PROBLEM REQUIREMENTS
Rewrite every item below with "Locations" changed to "Coordinates" and nothing else altered, leaving out the pictures.

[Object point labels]
begin

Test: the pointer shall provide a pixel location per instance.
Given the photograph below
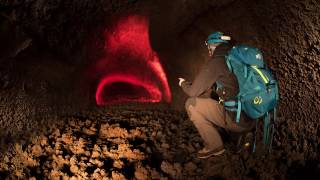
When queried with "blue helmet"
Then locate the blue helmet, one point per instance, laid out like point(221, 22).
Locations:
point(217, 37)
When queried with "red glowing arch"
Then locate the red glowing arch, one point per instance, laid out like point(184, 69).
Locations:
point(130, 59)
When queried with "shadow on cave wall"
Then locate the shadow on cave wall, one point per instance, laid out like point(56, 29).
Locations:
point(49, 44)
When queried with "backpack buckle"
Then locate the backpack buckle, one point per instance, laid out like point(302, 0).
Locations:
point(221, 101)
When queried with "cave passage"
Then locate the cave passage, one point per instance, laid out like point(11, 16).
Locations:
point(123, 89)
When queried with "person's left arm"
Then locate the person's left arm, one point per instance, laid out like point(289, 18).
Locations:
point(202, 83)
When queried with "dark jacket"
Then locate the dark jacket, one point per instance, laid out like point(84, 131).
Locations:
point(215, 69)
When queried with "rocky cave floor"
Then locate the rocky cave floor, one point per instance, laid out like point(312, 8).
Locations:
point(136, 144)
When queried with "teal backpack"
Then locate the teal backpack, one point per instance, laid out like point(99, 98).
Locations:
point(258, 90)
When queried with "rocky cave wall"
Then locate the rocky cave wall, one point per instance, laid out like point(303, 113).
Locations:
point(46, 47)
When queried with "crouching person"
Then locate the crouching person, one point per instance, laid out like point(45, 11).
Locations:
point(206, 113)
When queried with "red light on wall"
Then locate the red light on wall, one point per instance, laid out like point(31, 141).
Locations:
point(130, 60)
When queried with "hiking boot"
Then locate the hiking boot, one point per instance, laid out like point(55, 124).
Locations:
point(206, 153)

end

EXPECTED OUTPUT
Test: the pointer shall provide a pixel location per instance.
Given the photograph below
When queried with "blue helmet"
Then locate the blue helmet, one point per instance, laid out like point(221, 22).
Coordinates:
point(217, 37)
When queried with "red glowing arch"
Then locate the red glowing arch, one point per instance, laid out like point(184, 69).
Coordinates:
point(130, 59)
When queried with "shadow on cave wall"
Then locate the shadow on cave wall, one point per instance, laid out like point(56, 29).
Coordinates:
point(49, 44)
When queried with "backpack buckle"
Then locate the backpack buckle, one point per instance, laid out like point(302, 0).
Coordinates:
point(221, 101)
When queried with "cave passage"
Then locate the cave passage, one point per instance, laid out like point(11, 16).
Coordinates:
point(123, 89)
When queried with "person's left arm"
Then locate the person's left arm, one point per instance, laid out like point(289, 18).
Coordinates:
point(202, 83)
When queried with "dark jacket"
Then locate the dark jacket, one point per instance, laid out like point(84, 131).
Coordinates:
point(215, 69)
When queried with "rocky cave floor"
Then locate the rocky cave floor, one point per instance, laid out like point(312, 8).
Coordinates:
point(136, 144)
When queried with "teal backpack"
Then locate the teal backpack, one point per instance, laid out like point(99, 98).
Coordinates:
point(258, 90)
When queried with "rocky cave wall"
Then locate the rocky cave wall, one point per instance, laid out like point(303, 113).
Coordinates:
point(46, 47)
When queried with "crouching person"
Then locate the crouching person, one point per instance, laid out like point(45, 11).
Coordinates:
point(206, 113)
When queried with "red light on wall"
Then locate the red light on wall, one point per instance, laid out like point(31, 141).
Coordinates:
point(130, 60)
When queried with "hiking boot"
Then locate the hiking boot, one point per instance, laid out like point(55, 124).
Coordinates:
point(206, 153)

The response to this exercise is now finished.